§ Objectif
Renvoyez sans la moindre modification le passage du texte sur l’amateurisme qui va de « L’ambivalence de son » jusqu’à « théâtre en amateur. » inclus.

§ Texte
::::

L’ambivalence de son usage
Cette reconnaissance de l’intérêt porté par des personnes à une technique, exercée par le sportif amateur ou éprouvée par le consommateur d’art assidu, a cependant des effets différents selon le cadre, sportif ou artistique, de référence. C’est ce que confirme l’ambiguïté du terme amateurs au théâtre, qui peut servir à valoriser des spectateurs assidus pour leur familiarité acquise avec la technique théâtrale ou à dévaloriser des praticiens du théâtre d’amateurs en raison de leur faible maîtrise de cette technique. Ce qui motive le respect porté à l’amateur sportif peut ainsi légitimer le mépris de l’individu se satisfaisant de la pratique du théâtre en amateur.
La valorisation contemporaine des « pratiques artistiques en amateur » dans l’espace public français (Donnat, 1996) ne doit donc pas faire oublier l’ambivalence caractéristique de cette catégorisation technique dans le cadre artistique et dans l’espace culturel français. Sa valeur s’inverse, selon qu’on oppose l’amateur au professionnel au motif de l’expertise technique qui singularise ce dernier, ou que l’on valorise leur complémentarité du fait de leur commun attachement à un même art. Leur amateurisme disqualifie les choses ou les personnes auxquelles on l’attribue dans le premier cas, alors qu’il signale, dans le second, une compétence partagée, l’amour de l’art auquel ils se dévouent, dans le cadre de son travail pour l’un, de son loisir pour l’autre.
« Amateur » versus « consommateur »

::::

§ Données fournies
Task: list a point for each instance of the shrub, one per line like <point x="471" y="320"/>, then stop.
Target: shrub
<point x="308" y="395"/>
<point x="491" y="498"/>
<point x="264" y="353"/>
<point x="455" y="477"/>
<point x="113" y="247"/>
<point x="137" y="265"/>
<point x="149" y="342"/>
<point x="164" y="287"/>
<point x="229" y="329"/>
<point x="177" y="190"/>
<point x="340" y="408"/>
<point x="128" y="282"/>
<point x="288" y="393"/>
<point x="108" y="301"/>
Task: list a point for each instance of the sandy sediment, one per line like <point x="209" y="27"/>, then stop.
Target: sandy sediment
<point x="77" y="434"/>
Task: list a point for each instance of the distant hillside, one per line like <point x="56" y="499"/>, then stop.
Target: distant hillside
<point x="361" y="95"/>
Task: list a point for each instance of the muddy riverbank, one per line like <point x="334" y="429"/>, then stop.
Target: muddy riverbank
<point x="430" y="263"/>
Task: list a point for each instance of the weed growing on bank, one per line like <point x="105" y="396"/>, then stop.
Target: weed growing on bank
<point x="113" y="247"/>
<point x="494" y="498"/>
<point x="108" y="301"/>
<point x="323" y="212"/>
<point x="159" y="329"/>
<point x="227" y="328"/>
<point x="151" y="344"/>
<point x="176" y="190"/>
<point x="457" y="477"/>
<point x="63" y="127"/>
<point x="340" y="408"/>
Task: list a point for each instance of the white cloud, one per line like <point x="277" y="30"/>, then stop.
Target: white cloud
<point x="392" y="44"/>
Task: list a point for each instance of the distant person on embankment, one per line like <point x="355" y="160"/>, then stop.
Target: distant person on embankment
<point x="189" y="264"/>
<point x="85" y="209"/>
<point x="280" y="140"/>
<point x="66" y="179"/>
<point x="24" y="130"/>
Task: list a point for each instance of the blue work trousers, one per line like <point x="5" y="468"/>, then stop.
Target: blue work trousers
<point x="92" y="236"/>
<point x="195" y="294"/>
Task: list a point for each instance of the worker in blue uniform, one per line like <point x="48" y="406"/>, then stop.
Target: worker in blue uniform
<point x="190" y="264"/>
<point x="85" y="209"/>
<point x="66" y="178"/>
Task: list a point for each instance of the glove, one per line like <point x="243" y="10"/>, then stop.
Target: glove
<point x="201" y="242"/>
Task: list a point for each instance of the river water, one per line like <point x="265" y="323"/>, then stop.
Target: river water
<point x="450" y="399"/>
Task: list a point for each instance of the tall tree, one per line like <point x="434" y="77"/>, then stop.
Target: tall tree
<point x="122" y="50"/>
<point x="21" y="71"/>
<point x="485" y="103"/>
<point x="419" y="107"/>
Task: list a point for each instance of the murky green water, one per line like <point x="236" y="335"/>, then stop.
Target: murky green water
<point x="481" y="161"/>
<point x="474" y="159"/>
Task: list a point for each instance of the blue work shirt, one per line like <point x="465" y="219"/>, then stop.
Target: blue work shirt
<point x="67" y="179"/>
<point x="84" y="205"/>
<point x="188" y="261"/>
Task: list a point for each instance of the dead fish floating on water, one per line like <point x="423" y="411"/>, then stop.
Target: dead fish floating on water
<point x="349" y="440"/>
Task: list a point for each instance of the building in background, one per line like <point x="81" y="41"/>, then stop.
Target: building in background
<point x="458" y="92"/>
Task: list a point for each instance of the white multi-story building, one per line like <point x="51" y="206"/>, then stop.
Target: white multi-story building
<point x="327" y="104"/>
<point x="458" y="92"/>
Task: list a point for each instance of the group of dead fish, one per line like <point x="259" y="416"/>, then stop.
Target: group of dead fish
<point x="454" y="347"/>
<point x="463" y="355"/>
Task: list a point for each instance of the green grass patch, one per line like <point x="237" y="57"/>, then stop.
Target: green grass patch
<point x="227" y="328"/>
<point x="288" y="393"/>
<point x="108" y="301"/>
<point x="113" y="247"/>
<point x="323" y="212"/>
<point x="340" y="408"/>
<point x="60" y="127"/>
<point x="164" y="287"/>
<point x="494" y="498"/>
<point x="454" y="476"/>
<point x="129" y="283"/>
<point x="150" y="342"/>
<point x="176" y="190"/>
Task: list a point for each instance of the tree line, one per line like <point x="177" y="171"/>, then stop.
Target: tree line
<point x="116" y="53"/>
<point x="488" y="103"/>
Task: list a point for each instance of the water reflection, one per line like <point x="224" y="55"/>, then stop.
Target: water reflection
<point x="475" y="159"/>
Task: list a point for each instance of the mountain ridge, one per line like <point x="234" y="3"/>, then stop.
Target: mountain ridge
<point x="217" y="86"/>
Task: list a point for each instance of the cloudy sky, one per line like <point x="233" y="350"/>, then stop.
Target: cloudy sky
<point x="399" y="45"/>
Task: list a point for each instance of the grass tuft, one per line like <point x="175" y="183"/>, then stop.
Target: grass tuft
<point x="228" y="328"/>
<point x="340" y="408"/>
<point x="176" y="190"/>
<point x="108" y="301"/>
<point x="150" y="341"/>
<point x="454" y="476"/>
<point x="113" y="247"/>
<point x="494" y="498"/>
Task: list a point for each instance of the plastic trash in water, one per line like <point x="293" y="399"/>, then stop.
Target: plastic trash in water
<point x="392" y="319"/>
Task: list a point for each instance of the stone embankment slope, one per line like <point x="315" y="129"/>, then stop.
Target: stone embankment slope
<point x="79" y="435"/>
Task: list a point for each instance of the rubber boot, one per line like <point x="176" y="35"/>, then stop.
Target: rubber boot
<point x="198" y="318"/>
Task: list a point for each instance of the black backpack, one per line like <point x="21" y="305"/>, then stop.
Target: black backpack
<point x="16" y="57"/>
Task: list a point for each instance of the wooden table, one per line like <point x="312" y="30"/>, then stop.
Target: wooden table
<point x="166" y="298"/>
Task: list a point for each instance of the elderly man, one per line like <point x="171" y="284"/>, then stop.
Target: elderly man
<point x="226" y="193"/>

::::

§ Réponse
L’ambivalence de son usage
Cette reconnaissance de l’intérêt porté par des personnes à une technique, exercée par le sportif amateur ou éprouvée par le consommateur d’art assidu, a cependant des effets différents selon le cadre, sportif ou artistique, de référence. C’est ce que confirme l’ambiguïté du terme amateurs au théâtre, qui peut servir à valoriser des spectateurs assidus pour leur familiarité acquise avec la technique théâtrale ou à dévaloriser des praticiens du théâtre d’amateurs en raison de leur faible maîtrise de cette technique. Ce qui motive le respect porté à l’amateur sportif peut ainsi légitimer le mépris de l’individu se satisfaisant de la pratique du théâtre en amateur.